— start —

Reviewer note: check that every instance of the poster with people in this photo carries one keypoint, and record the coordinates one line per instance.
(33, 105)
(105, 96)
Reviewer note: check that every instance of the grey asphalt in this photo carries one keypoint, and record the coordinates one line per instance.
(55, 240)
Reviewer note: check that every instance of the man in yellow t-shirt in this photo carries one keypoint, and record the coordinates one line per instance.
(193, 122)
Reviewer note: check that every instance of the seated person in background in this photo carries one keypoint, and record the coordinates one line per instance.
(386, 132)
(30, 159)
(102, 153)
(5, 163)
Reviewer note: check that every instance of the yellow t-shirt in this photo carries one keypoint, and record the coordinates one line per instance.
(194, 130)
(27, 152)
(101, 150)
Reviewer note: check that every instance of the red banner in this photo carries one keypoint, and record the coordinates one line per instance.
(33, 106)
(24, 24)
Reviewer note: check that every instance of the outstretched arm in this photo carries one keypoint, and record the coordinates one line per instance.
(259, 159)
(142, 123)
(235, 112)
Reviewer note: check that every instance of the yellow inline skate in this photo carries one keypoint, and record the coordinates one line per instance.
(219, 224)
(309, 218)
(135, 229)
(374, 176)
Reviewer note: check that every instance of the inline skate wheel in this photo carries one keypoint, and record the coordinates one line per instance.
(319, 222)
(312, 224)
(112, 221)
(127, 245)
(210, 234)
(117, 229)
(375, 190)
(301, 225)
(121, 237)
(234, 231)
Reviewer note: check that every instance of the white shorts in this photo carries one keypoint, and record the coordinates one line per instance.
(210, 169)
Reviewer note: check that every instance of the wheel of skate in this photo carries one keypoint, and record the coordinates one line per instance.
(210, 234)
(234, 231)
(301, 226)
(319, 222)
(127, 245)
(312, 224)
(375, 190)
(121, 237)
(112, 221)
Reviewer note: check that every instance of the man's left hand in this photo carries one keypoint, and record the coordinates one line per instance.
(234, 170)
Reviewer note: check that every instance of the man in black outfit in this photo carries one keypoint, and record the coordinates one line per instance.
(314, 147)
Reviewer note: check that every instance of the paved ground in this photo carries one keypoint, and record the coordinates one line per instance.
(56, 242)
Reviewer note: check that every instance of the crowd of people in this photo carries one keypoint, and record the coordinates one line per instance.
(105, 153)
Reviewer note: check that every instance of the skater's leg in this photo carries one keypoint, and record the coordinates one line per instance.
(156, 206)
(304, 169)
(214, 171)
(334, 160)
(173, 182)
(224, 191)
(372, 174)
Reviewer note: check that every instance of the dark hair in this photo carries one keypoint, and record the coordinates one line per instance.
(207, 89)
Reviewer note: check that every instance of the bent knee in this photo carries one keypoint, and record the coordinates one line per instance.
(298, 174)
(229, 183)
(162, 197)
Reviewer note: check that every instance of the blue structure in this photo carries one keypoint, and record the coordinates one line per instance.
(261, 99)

— end —
— start —

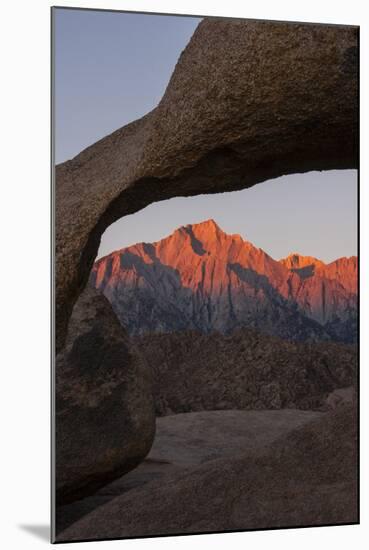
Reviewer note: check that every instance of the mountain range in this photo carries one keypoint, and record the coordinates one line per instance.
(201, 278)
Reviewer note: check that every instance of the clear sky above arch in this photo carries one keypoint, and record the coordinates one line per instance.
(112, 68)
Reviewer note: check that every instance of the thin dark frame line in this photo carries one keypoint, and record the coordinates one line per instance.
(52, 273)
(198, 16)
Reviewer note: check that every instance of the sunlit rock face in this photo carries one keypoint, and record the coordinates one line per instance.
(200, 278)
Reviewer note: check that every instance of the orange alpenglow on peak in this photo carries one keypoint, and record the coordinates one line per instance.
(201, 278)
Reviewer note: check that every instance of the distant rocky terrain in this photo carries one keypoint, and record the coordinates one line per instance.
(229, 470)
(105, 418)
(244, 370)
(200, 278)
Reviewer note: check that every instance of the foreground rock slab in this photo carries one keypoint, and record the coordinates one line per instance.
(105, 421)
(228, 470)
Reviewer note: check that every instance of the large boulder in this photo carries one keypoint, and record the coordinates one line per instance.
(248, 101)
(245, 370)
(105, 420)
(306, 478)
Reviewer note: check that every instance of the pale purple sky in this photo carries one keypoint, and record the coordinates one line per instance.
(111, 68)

— end —

» What you have to do
Show each line from the entries above that contains the string "dark", treating uppercase and lowercase letters as different.

» Output of the exercise
Reviewer note: check that every instance of the dark hair in this photo carries one keypoint, and record the coordinates one line per instance.
Reviewer note: check that every instance of the thin dark frame line in this photo carries one keypoint, and record the coordinates one line per instance.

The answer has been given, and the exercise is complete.